• _Material to process_:
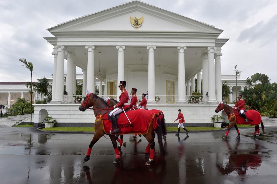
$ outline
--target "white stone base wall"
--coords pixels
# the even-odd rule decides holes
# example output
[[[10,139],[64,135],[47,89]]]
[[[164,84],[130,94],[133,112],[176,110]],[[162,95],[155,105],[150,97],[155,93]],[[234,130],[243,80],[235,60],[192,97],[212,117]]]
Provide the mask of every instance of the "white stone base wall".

• _What the exercise asks_: Reproduce the data from its beginning up to and including the line containing "[[[10,139],[64,135],[47,89]]]", leaving out the pictures.

• _Solved problem_:
$ outline
--target "white stone base wall"
--coords pixels
# the even-odd rule decides holes
# example output
[[[10,139],[64,135],[47,89]]]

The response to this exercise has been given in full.